### Given instruction
Every record should be written out exactly, please.

··· Records for the task ···

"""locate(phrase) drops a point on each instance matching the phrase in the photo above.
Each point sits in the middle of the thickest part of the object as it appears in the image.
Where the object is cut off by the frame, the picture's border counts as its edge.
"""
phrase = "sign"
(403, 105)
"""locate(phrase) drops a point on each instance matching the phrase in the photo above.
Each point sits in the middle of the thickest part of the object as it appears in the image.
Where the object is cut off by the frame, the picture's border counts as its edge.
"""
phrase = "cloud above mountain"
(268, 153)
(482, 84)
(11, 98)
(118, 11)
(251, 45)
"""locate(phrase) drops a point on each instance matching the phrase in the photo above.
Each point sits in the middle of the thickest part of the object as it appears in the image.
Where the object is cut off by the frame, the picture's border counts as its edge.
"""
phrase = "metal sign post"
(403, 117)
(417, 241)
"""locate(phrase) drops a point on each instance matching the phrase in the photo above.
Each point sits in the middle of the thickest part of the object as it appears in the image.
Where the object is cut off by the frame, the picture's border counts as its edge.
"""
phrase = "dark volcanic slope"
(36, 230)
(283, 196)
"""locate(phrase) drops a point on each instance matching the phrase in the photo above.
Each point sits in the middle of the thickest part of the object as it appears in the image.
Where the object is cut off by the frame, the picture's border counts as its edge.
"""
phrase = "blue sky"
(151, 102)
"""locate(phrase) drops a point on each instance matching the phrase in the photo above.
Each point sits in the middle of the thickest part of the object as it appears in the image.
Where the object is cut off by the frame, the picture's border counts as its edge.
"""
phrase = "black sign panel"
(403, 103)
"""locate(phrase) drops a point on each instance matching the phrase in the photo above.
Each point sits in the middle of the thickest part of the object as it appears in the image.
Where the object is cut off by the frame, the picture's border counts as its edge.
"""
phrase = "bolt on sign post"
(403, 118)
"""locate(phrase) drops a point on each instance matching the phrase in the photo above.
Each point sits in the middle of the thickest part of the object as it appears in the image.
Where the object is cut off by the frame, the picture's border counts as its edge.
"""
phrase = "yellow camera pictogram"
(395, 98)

···

### Full response
"""locate(phrase) drops a point on each instance matching the phrase in the photo above.
Each point sits in the middle of the thickest part of the object as it appears in the image.
Where the object is cut off by the frame, the picture's border counts as its edge.
"""
phrase = "sign"
(403, 105)
"""locate(phrase) drops a point on each instance matching the phrase in the photo above.
Each point sits in the middle of the thickest part of the object as it appears in the image.
Where the object is cut off by the frame, the picture's border counts as its edge.
"""
phrase = "cloud above mountain"
(268, 153)
(482, 84)
(11, 98)
(118, 11)
(251, 45)
"""locate(phrase) drops a point on each instance matching the phrase in the photo above.
Each point sits in the middle of the thickest part of the object as it appears in the image.
Where the object is cut off by the frame, the picture's border counts as its edge.
"""
phrase = "metal sign post"
(403, 117)
(417, 241)
"""locate(phrase) drops a point on each instance matching the phrase in the photo above.
Each point sits in the middle of the thickest part of the object as it appears in the image.
Where the object is cut off by the frame, the picture's border counts as its edge.
"""
phrase = "dark volcanic slope"
(36, 230)
(283, 196)
"""locate(phrase) drops a point on each instance matching the phrase in the photo above.
Each point sits in the middle of the thickest part of the object as it appears in the image.
Where the object is cut off by the frame, the picture's border counts as its edge.
"""
phrase = "blue sky"
(151, 102)
"""locate(phrase) drops a point on each instance matching the phrase in the photo above.
Each point sits in the middle of the thickest part of the object as it appears in the image.
Where the object is cut off by the frame, the picture's border counts as its edge.
"""
phrase = "black sign panel"
(403, 103)
"""locate(phrase) drops a point on each instance matching the phrase in the photo above.
Each point sits in the middle of the thickest part of the object as it appears in the image.
Where the object is cut off by the frame, the picture's border counts as its edge.
"""
phrase = "bolt on sign post"
(403, 118)
"""locate(phrase) drops a point on each instance matching the phrase in the photo above.
Each point sits in the middle of the thickest part of the object as it appears in the image.
Where the object is cut off by the frame, the picture's border counts as its edge.
"""
phrase = "yellow camera pictogram"
(395, 98)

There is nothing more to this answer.